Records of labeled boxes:
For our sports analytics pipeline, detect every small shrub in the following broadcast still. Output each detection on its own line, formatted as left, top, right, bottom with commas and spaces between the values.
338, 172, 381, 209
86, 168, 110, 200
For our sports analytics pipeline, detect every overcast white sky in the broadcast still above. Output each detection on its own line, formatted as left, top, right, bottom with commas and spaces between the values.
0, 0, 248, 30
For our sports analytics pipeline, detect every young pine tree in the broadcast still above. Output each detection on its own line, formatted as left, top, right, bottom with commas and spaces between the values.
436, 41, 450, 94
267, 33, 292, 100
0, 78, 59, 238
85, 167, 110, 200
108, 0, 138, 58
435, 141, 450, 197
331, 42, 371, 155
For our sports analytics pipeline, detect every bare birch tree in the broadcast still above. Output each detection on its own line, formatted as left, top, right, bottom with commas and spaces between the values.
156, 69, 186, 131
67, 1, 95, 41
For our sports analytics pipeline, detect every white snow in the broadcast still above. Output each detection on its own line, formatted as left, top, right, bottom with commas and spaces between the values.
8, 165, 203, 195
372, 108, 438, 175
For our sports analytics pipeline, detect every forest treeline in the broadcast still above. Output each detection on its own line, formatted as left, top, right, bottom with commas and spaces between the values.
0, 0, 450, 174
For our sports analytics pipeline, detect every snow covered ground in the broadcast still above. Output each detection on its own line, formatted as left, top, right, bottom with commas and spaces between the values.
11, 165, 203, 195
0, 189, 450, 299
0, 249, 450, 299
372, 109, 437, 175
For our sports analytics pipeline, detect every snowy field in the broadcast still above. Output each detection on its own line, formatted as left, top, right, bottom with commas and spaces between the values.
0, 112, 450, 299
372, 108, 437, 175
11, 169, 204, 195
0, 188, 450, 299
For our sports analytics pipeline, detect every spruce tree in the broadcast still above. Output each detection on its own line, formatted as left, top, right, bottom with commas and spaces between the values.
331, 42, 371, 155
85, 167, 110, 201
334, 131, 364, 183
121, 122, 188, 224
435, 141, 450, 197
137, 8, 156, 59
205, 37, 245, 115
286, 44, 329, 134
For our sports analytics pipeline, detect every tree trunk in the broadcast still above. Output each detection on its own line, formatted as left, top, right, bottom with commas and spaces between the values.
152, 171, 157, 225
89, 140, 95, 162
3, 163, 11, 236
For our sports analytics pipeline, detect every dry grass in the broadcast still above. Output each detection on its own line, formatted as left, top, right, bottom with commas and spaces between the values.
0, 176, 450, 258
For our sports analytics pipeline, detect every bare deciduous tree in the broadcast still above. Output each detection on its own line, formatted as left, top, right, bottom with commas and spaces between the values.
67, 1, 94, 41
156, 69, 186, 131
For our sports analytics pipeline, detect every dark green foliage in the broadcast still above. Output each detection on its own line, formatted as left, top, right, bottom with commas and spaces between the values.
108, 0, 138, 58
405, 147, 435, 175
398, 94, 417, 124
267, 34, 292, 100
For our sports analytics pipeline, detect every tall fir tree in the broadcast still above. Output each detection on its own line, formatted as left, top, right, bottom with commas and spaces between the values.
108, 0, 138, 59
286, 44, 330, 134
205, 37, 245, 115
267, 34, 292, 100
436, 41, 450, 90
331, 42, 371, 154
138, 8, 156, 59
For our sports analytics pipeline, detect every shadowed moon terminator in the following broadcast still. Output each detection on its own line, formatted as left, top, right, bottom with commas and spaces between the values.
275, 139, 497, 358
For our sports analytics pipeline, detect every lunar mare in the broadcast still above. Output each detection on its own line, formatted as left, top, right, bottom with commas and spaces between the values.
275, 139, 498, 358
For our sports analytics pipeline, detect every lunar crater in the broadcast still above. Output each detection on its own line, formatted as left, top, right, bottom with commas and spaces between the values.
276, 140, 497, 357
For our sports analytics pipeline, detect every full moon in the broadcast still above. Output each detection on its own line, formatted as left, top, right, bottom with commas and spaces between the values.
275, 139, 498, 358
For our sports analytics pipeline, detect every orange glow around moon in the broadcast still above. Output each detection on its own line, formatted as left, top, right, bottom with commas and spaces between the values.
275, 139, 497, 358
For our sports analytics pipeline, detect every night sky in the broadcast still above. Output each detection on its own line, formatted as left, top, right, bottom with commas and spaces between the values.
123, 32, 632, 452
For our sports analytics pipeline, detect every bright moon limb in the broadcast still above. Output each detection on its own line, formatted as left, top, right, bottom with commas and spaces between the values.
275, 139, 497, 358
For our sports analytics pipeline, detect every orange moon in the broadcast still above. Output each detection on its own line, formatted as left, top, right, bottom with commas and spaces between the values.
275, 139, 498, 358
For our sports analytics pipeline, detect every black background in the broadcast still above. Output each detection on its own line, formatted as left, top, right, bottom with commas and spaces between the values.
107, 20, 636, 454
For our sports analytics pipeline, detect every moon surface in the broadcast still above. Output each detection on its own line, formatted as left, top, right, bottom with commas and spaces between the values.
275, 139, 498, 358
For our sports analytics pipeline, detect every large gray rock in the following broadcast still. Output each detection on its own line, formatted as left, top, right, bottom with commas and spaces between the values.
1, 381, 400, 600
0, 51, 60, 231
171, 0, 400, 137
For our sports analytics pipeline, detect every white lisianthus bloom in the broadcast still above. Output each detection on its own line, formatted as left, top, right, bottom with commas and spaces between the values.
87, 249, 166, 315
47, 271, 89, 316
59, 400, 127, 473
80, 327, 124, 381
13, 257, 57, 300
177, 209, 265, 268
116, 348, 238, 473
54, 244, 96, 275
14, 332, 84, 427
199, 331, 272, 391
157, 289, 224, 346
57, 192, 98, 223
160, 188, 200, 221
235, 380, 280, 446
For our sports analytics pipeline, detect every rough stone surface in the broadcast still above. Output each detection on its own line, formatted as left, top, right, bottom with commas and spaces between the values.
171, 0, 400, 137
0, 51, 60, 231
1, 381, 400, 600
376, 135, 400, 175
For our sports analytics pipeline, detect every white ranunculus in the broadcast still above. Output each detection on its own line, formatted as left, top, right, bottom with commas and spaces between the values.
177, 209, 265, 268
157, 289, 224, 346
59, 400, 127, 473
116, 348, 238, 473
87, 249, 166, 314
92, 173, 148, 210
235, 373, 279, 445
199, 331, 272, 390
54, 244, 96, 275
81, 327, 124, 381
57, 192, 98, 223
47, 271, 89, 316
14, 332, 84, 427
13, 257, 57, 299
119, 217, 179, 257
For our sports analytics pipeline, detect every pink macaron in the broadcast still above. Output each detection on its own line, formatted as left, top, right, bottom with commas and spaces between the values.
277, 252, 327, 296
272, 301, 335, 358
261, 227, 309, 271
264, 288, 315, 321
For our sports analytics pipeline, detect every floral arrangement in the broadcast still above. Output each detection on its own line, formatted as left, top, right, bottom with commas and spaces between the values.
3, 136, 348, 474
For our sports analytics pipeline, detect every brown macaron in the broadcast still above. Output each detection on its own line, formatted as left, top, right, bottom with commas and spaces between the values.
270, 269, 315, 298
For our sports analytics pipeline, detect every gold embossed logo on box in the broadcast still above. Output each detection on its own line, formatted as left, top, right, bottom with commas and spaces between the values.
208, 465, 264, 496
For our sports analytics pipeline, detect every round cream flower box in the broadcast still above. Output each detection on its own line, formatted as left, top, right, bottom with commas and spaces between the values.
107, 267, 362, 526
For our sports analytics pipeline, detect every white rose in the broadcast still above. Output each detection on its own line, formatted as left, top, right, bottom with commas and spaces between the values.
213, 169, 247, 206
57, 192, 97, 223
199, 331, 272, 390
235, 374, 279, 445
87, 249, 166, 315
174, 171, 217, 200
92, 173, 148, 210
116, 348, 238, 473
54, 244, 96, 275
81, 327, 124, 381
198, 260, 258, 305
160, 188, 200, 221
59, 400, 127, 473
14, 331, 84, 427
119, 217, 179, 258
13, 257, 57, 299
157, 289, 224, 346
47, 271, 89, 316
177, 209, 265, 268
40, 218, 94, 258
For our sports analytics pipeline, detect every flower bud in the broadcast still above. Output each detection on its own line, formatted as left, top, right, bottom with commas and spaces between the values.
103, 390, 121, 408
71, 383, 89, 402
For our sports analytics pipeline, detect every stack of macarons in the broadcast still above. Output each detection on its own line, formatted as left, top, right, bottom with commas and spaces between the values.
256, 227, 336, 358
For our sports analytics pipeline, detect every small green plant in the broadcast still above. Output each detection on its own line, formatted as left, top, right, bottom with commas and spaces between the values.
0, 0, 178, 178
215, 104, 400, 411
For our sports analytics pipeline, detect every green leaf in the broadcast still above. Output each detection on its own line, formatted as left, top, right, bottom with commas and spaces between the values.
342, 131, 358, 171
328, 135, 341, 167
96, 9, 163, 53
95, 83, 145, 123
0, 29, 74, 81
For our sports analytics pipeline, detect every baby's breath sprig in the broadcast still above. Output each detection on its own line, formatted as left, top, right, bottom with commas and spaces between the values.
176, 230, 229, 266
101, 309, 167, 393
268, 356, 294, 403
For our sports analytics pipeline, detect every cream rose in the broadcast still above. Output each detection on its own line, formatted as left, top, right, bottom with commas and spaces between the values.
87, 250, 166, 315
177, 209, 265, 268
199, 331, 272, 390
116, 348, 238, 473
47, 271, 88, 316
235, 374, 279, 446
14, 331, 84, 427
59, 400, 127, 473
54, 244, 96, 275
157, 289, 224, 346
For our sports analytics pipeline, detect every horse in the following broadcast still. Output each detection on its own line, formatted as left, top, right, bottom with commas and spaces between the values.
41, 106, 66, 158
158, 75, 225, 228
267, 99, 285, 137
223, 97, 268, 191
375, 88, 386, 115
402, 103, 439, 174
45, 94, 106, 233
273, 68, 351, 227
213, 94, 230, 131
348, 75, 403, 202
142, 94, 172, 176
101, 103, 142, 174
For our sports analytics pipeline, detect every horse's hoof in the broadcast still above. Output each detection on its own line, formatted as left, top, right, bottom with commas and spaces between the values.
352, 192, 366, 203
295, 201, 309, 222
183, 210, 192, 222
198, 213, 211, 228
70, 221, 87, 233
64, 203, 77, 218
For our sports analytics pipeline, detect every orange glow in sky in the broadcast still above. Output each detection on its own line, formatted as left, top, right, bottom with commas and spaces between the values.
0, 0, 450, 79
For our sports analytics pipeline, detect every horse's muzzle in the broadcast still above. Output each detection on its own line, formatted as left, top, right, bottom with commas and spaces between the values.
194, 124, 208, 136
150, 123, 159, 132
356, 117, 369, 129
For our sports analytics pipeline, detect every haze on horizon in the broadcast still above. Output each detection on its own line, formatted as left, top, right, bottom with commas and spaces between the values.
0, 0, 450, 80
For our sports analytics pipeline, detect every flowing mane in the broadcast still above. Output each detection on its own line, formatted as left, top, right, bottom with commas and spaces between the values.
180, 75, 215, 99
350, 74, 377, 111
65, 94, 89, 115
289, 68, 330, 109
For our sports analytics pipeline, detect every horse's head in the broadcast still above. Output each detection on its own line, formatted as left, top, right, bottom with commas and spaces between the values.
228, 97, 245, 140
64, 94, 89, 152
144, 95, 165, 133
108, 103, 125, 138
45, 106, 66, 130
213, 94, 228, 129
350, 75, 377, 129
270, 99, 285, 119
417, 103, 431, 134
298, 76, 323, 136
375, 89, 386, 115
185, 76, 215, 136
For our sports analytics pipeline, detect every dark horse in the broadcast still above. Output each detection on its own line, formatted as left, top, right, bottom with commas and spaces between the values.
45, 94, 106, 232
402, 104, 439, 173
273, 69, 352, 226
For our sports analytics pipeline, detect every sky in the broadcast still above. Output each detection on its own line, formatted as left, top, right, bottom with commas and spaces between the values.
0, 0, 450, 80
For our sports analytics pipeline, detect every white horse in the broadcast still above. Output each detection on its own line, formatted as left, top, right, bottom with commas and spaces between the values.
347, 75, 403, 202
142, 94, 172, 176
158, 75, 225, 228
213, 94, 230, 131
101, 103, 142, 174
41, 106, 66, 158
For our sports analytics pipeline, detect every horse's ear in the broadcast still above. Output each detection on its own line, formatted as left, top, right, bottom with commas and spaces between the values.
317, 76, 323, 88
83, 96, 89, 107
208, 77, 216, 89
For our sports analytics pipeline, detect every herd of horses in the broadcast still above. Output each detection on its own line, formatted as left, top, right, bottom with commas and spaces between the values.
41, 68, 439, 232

## [WHAT YOU HAVE TO DO]
Count the lines in the entries above that contain the string "large", treating uppercase and lowercase as different, and give only the number.

## [FULL SOLUTION]
1